=== WHAT THE TASK REQUIRES ===
Reproduce all of the following data verbatim, keeping every line unchanged.

=== RECORDS FOR THE TASK ===
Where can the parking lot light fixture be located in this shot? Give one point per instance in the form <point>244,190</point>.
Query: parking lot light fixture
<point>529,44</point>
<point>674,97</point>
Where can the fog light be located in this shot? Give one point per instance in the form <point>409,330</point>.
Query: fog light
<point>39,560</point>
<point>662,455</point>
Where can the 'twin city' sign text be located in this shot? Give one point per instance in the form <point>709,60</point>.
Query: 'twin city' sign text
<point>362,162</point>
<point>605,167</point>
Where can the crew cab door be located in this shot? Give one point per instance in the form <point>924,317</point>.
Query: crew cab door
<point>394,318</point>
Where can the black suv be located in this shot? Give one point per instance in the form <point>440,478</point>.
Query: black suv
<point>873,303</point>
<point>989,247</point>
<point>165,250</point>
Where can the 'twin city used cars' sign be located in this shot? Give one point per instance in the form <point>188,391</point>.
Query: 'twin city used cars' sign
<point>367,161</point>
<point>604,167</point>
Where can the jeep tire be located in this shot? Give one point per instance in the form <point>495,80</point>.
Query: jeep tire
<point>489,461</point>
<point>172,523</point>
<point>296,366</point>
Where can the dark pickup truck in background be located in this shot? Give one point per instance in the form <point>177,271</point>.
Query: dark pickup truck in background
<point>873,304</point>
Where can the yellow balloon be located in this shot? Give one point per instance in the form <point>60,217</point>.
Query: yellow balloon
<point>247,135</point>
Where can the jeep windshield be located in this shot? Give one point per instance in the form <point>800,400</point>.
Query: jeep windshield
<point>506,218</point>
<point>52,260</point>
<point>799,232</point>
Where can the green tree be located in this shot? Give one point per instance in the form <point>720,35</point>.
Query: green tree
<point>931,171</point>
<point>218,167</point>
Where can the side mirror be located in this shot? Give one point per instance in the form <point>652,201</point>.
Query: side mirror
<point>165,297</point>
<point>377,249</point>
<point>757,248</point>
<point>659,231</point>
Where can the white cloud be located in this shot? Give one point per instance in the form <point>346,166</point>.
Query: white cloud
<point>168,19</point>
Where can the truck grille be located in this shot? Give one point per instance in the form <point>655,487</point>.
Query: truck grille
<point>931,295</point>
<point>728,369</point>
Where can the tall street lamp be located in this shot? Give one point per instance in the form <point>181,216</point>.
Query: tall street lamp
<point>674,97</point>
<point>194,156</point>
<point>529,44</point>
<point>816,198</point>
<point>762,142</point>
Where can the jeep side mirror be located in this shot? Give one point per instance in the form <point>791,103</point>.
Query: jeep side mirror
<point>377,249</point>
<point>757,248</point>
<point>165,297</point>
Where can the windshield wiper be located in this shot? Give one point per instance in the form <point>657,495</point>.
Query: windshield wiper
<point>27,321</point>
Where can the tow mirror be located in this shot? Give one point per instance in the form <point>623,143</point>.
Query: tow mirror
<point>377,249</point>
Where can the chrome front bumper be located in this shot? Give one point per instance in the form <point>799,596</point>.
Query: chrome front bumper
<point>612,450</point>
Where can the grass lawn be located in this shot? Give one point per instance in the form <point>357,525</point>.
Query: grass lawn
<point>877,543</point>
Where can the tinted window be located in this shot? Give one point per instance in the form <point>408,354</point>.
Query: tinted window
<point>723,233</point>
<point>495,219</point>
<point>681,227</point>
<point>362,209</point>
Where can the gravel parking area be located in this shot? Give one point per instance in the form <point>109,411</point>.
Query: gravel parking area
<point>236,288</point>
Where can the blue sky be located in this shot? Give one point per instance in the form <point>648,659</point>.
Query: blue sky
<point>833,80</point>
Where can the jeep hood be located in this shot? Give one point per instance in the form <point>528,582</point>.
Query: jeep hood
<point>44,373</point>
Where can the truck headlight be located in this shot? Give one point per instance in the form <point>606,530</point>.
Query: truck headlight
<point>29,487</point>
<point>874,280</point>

=== FULL RESPONSE ===
Where can the parking lot light fixture be located in this shot? Give one point per instance in the form <point>244,190</point>.
Query: parking lot light fixture
<point>529,44</point>
<point>674,97</point>
Where can the fog light be located in this shot? Give one point per instance in the form <point>409,330</point>.
Query: fog light
<point>39,560</point>
<point>662,455</point>
Where can the 'twin city' sign text be located in this shot? Give one point per instance in the form <point>709,60</point>.
Query: 'twin city' sign text
<point>362,162</point>
<point>605,167</point>
Where can the crew cab door be located in this shot? Give one point per instance in the form <point>924,317</point>.
Query: crew cab door
<point>394,318</point>
Where can the black suv be located in this shot? Give one point per instance in the form <point>440,478</point>.
Query: black suv
<point>873,303</point>
<point>989,247</point>
<point>165,250</point>
Where can the 'twin city used cars' sign be located in this shot? Give one point per instance in the form <point>188,391</point>.
Query: 'twin city used cars' sign
<point>367,161</point>
<point>604,167</point>
Where can the jeep tire be located in this shot? Give one point per instance in the form <point>495,80</point>.
Query: jeep tire
<point>489,461</point>
<point>172,523</point>
<point>296,366</point>
Where can the dark pickup truck in background be located in this shot? Give one point per instance in the form <point>177,271</point>.
Query: dark pickup truck in background
<point>873,304</point>
Where can the yellow balloon be located in this shot? Give one point per instance in the form <point>60,217</point>.
Query: yellow balloon
<point>247,135</point>
Where can the jeep windshield be located in this shot? Give one point per instance in the form <point>800,400</point>.
Query: jeep windshield
<point>506,218</point>
<point>52,260</point>
<point>799,232</point>
Where can the green tree be located in this shot? Give one point per instance in the form <point>720,35</point>.
Query: green tree
<point>931,171</point>
<point>218,167</point>
Where can the side mirror be located in this shot? Give one point per instance in the form <point>652,201</point>.
Query: side mirror
<point>165,297</point>
<point>377,249</point>
<point>757,248</point>
<point>659,231</point>
Where can the white cloud be located in this shot? Give one point per instance in the form <point>346,166</point>.
Query: white cloud
<point>168,19</point>
Where can the truck grille be located in this shot? Give one point per instance in the form <point>655,487</point>.
Query: truck grille
<point>931,295</point>
<point>728,369</point>
Where can the tall street lamp be located in this shot? Give one point per instance in the form <point>181,216</point>.
Query: tall street lamp
<point>674,97</point>
<point>194,156</point>
<point>529,44</point>
<point>816,198</point>
<point>762,142</point>
Where can the jeep side mirror be located in this shot? Give one point per instance in the form <point>791,103</point>.
Query: jeep side mirror
<point>377,249</point>
<point>757,248</point>
<point>165,297</point>
Where can the windshield wiper be located in this shot? Give one point per instance in the form <point>657,495</point>.
Query: windshield wiper
<point>27,321</point>
Where can the tow mirror be located in this shot? Give one point per instance in the form <point>623,143</point>.
Query: tow mirror
<point>377,249</point>
Where can the chrome front bumper be located in this shot? Give one point per instance in the form <point>799,596</point>.
Query: chrome front bumper
<point>612,450</point>
Where can the grass lawn be located in this shot? Give one point per instance in the form <point>357,525</point>.
Query: grass lawn
<point>877,543</point>
Where can the tinted window be located in this shot? Give one point per instance in the form <point>408,354</point>.
Query: tinted window
<point>723,233</point>
<point>495,219</point>
<point>681,227</point>
<point>362,209</point>
Where can the gravel parking area be located in this shot? Give one point per instance in the form <point>109,411</point>.
Query: gravel parking area
<point>236,288</point>
Where can the blue sky be located in this shot? Give one point per instance in the form <point>648,659</point>.
Query: blue sky
<point>833,80</point>
Where can the jeep hood be located in this shot? Give one point per instance in the form <point>528,582</point>.
Query: jeep hood
<point>44,373</point>
Where can the truck headlight be located in this shot? Give one point per instance in the form <point>606,530</point>.
Query: truck headlight
<point>29,487</point>
<point>874,280</point>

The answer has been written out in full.